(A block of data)

◆ ◆ ◆

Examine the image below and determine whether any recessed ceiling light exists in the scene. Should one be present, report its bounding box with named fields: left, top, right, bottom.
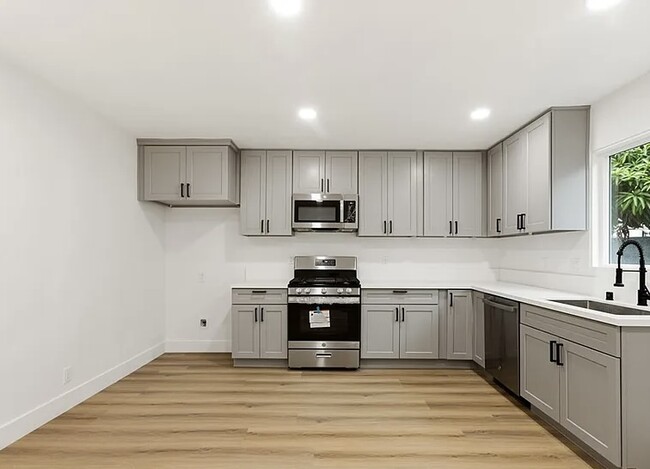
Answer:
left=470, top=107, right=490, bottom=121
left=586, top=0, right=623, bottom=11
left=269, top=0, right=302, bottom=17
left=298, top=107, right=318, bottom=121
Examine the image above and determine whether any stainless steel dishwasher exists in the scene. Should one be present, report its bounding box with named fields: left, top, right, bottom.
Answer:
left=483, top=295, right=519, bottom=396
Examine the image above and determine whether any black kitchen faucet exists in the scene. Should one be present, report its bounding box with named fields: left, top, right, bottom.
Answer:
left=614, top=240, right=650, bottom=306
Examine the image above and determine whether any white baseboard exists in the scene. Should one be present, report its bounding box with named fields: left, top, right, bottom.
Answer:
left=165, top=340, right=232, bottom=353
left=0, top=343, right=165, bottom=450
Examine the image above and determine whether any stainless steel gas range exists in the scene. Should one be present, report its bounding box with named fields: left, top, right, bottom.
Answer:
left=288, top=256, right=361, bottom=368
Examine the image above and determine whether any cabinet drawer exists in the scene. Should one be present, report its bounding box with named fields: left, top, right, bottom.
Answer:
left=232, top=288, right=287, bottom=305
left=521, top=304, right=621, bottom=357
left=361, top=289, right=438, bottom=305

◆ ◆ ◆

Exercise - Put every line of the records above into a JSON list of strings, one string per line, skipping blank lines. Leave out the pictures.

Complete answer -
[
  "Examine the image below and determine whether any recessed ceiling light exists in the scene. Should one be present, report its bounding box with named fields: left, top, right, bottom.",
  "Answer:",
  "left=470, top=107, right=490, bottom=121",
  "left=586, top=0, right=623, bottom=11",
  "left=269, top=0, right=302, bottom=17",
  "left=298, top=107, right=318, bottom=121",
  "Examine the image above and determine whether any stainless steel dishwasher exists in the scene. Should one be present, report its bounding box with named fields: left, top, right, bottom.",
  "Answer:",
  "left=483, top=295, right=519, bottom=396",
  "Examine the image above and determine whether any black kitchen faucet exists in the scene. Should one be present, report its bounding box with named fields: left, top, right, bottom.",
  "Answer:",
  "left=614, top=240, right=650, bottom=306",
  "Examine the image above and determine whether any white baseboard exists in the scene. Should one be present, report its bounding box with named fields: left, top, right, bottom.",
  "Answer:",
  "left=165, top=340, right=232, bottom=353",
  "left=0, top=343, right=165, bottom=450",
  "Examine the image above and determine whether any stainless steel gas range exists in the scene. Should one be present, report its bounding box with named fields: left, top, right, bottom.",
  "Answer:",
  "left=288, top=256, right=361, bottom=368",
  "Examine the image above and determine whether any cabinet drawer exists in the scene. Should one be present, report its bounding box with named fields: left, top, right, bottom.",
  "Answer:",
  "left=232, top=288, right=287, bottom=305",
  "left=521, top=304, right=621, bottom=357",
  "left=361, top=289, right=438, bottom=305"
]